**About this exercise:** Please return every record exactly as written, leaving out the pictures.

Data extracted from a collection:
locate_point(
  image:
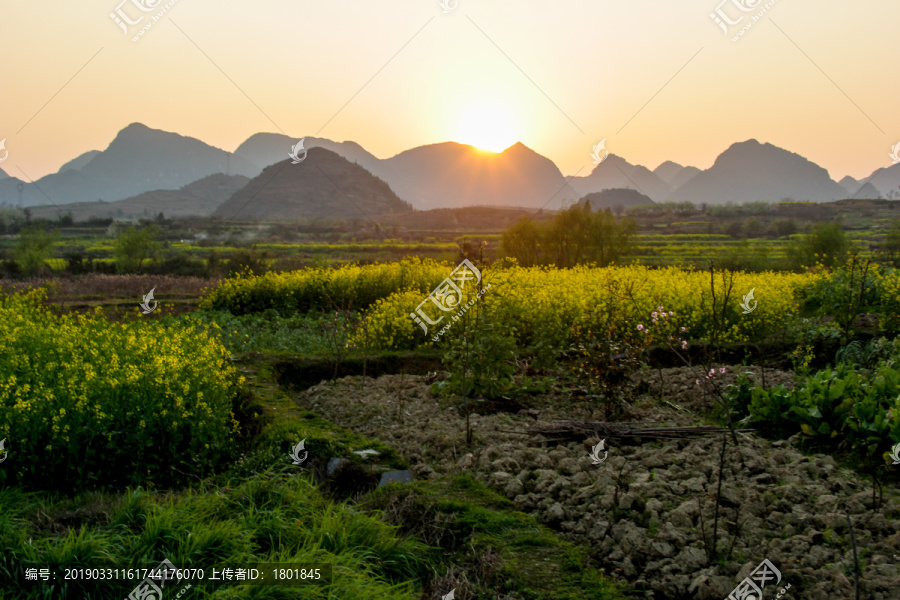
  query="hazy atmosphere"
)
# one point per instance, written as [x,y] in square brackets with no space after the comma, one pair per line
[660,81]
[450,300]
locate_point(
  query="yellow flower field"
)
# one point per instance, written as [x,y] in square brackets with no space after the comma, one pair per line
[85,399]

**Result:**
locate_point(
  image:
  query="hazy atmosphere"
)
# one point per instance, written as [x,y] in square brackets with no space after the comma, one pair per line
[660,81]
[450,300]
locate_point(
  query="yellow flower field"
)
# one point per instance, written as [x,y] in square brackets with no space after the comma, one pair per line
[85,399]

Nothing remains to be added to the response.